問題文: 下の本文抜粋のうち、「① 國際航業は、航空測量等を」から「社長の確執が表面化していた。」までの部分を、一字も変えずに書き写しなさい。

本文抜粋:

______

所論は、原判決の右判断について、関係者らの検察官調書の信用性とも関連付けて逐一反論している。
三 本件をめぐる事実の経過について
所論の検討に先立ち、便宜必要な限度で関係証拠上明らかな本件をめぐる事実の経過の概要を摘記しておく。これらの事実は、原判決が詳細に認定するところであって、検察官、弁護人及び被告人も概ね争わないところである。
① 國際航業は、航空測量等を主な営業目的とする株式会社であり、その株式を、昭和三六年一〇月、東京証券取引所第二部に上場し、昭和六二年九月一日、同取引所第一部に上場した。同社の同年三月末現在の資本金は八〇億円余、発行済み株式総数は二八〇〇万株余であり、昭和六三年三月末現在の資本金は一六七億円余、発行済み株式総数は四〇〇〇万株余であった。
② 國際航業は、昭和六二年当時、代表取締役会長F1の下、F1の長男であるF2が代表取締役社長を、F1の娘婿であるC(以下「C専務」という)が専務取締役を務める同族支配の会社であった。そして、同社の営業、技術部門においては、代表取締役副社長営業本部長のT(以下「T副社長」という)が実権を握り、その下で、取締役技術営業副本部長Hが営業部門を掌握していた。また、総務部と経理部を合わせた同社の管理部門は、F2社長らF一族が実権を握っていたが、被告人Aが取締役経理部長として、F一族の信頼を得て管理部門を掌握し、被告人Bが経理部次長として被告人Aを補佐していた。そして、会社の簿外資金は、自社資金のほか、関連子会社から仮払金等として支出し、被告人両名がその管理を担当していた。國際航業では、当時、Hや被告人Aら若手幹部を中心とする層から、F2社長やC専務の経営者としての資質に疑問が呈され、他方、T副社長の専横に対しても批判が高まっていた。また、F一族の間においても、F1会長とF2社長の確執が表面化していた。
③ Kは、コーリン産業株式会社(その後、株式会社光進と商号変更)のオーナーであり代表取締役を務め、株式の買占めを行なったり、いわゆる仕手戦を仕掛けたりする人物として知られていた。Kは、國際航業株の買占めを企図し、昭和六二年六月中旬ころ、國際航業の関連会社であるウィング株式会社(以下「ウィング」という)の代表取締役Dを通じて、当時國際航業内におけるF一族による支配体制に不満を抱いていたHや被告人Aに接近し、D、H及び被告人Aと会談し、自らは國際航業株を買い集め、F一族に代わってHら三名が同社の経営権を掌握できるよう協力すると言明して、被告人Aらの協力を取り付けた。その後、Kは、同年七月中旬ころまでに、当時の同社の発行済み株式総数の約42.5パーセントに当たる約一六〇〇万株を買い集め、Dの仲介により、同月下旬ころ、F2社長と会談し、同人を社長に留まらせることを条件に國際航業をKとF一族との共同経営とし、双方が折半して出資した新会社を設立してその会社に國際航業から借入れさせた資金で、K側が買い占めた國際航業株を買い取らせるという構想に合意させ、同年八月七日、KとF2社長との間で、その旨の共同経営に関する覚書が作成、調印された。

______

提供資料:
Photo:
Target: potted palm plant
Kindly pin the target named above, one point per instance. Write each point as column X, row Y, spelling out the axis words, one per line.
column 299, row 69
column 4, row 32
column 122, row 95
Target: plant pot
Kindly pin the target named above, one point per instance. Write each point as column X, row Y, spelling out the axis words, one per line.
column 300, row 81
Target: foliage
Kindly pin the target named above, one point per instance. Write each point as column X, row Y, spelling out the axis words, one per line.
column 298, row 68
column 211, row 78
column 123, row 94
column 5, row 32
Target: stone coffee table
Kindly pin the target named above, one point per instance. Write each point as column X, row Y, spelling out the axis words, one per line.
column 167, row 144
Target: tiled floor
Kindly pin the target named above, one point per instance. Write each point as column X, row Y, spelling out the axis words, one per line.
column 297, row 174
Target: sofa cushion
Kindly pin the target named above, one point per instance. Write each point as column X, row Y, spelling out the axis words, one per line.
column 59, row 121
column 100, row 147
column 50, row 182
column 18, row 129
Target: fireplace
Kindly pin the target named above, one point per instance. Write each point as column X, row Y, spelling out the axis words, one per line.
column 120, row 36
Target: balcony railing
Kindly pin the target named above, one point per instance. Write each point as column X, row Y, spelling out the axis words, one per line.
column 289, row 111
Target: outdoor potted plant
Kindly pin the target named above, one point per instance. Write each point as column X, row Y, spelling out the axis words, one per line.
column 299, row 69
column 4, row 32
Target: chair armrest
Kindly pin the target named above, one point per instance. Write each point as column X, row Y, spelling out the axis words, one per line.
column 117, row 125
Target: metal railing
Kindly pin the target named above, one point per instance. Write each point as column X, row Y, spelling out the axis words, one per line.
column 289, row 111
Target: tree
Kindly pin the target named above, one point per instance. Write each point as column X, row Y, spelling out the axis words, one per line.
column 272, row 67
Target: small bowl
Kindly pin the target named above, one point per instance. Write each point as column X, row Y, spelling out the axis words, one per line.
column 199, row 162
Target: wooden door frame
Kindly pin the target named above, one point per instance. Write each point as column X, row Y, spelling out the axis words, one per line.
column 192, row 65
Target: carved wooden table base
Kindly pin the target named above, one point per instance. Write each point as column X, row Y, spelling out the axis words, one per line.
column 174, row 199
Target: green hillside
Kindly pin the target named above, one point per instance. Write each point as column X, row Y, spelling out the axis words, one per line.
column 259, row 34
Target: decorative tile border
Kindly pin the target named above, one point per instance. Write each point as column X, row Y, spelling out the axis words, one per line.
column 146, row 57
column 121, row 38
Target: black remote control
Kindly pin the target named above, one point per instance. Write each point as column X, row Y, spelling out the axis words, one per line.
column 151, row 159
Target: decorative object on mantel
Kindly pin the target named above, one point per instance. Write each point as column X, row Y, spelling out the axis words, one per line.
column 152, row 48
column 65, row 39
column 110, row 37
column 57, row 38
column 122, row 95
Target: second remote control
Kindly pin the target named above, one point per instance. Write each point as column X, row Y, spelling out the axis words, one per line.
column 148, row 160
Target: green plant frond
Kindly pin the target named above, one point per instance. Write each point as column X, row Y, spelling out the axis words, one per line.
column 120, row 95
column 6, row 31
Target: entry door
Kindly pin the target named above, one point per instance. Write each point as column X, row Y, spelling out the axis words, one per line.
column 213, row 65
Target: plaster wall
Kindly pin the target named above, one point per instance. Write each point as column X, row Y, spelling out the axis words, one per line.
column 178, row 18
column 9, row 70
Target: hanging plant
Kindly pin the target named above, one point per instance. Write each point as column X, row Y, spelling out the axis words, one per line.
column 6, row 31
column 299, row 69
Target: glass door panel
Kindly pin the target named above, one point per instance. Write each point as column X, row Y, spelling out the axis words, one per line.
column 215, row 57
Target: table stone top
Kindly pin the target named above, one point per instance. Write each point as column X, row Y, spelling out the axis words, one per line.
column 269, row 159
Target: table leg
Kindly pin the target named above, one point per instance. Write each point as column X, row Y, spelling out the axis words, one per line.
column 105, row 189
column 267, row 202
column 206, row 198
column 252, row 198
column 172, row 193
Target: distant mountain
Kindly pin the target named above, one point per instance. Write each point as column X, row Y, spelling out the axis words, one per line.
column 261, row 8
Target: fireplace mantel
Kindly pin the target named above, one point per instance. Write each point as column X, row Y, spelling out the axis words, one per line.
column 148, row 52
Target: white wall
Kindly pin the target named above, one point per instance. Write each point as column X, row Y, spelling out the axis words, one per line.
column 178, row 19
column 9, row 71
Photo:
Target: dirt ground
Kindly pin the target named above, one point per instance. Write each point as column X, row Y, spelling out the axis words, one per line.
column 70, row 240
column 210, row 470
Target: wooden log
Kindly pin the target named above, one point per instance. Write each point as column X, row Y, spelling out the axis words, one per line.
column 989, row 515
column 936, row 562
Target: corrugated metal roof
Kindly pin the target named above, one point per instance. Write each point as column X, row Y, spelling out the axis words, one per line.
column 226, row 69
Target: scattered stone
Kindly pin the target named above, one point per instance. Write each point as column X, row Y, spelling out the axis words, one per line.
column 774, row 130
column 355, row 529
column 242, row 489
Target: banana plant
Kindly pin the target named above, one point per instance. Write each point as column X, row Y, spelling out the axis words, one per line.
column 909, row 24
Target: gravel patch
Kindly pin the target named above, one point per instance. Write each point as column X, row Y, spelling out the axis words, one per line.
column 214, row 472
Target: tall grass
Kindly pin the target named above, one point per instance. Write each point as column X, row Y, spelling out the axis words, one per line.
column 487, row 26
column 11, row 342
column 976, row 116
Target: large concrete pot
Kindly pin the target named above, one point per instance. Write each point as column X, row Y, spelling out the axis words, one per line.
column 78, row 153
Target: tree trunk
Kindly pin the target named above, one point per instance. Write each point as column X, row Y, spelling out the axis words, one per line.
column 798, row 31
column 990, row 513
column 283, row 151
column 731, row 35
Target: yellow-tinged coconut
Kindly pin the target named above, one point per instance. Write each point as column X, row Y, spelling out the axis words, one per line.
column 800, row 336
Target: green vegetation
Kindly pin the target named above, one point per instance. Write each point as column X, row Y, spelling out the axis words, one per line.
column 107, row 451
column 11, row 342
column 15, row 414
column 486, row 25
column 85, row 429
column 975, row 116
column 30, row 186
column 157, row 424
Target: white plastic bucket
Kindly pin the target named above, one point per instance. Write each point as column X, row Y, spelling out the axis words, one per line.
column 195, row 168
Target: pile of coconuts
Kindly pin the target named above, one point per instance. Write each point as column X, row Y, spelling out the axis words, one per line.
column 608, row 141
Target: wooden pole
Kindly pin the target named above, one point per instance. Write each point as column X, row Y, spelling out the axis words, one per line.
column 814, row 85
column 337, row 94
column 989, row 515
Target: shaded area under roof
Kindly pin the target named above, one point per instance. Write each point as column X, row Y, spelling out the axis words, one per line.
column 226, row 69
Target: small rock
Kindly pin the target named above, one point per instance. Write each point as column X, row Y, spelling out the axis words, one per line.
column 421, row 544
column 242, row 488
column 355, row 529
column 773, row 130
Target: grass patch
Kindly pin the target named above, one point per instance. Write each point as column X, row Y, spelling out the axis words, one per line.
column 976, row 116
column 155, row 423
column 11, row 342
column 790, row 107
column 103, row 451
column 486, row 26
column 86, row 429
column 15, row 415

______

演習結果:
① 國際航業は、航空測量等を主な営業目的とする株式会社であり、その株式を、昭和三六年一〇月、東京証券取引所第二部に上場し、昭和六二年九月一日、同取引所第一部に上場した。同社の同年三月末現在の資本金は八〇億円余、発行済み株式総数は二八〇〇万株余であり、昭和六三年三月末現在の資本金は一六七億円余、発行済み株式総数は四〇〇〇万株余であった。
② 國際航業は、昭和六二年当時、代表取締役会長F1の下、F1の長男であるF2が代表取締役社長を、F1の娘婿であるC(以下「C専務」という)が専務取締役を務める同族支配の会社であった。そして、同社の営業、技術部門においては、代表取締役副社長営業本部長のT(以下「T副社長」という)が実権を握り、その下で、取締役技術営業副本部長Hが営業部門を掌握していた。また、総務部と経理部を合わせた同社の管理部門は、F2社長らF一族が実権を握っていたが、被告人Aが取締役経理部長として、F一族の信頼を得て管理部門を掌握し、被告人Bが経理部次長として被告人Aを補佐していた。そして、会社の簿外資金は、自社資金のほか、関連子会社から仮払金等として支出し、被告人両名がその管理を担当していた。國際航業では、当時、Hや被告人Aら若手幹部を中心とする層から、F2社長やC専務の経営者としての資質に疑問が呈され、他方、T副社長の専横に対しても批判が高まっていた。また、F一族の間においても、F1会長とF2社長の確執が表面化していた。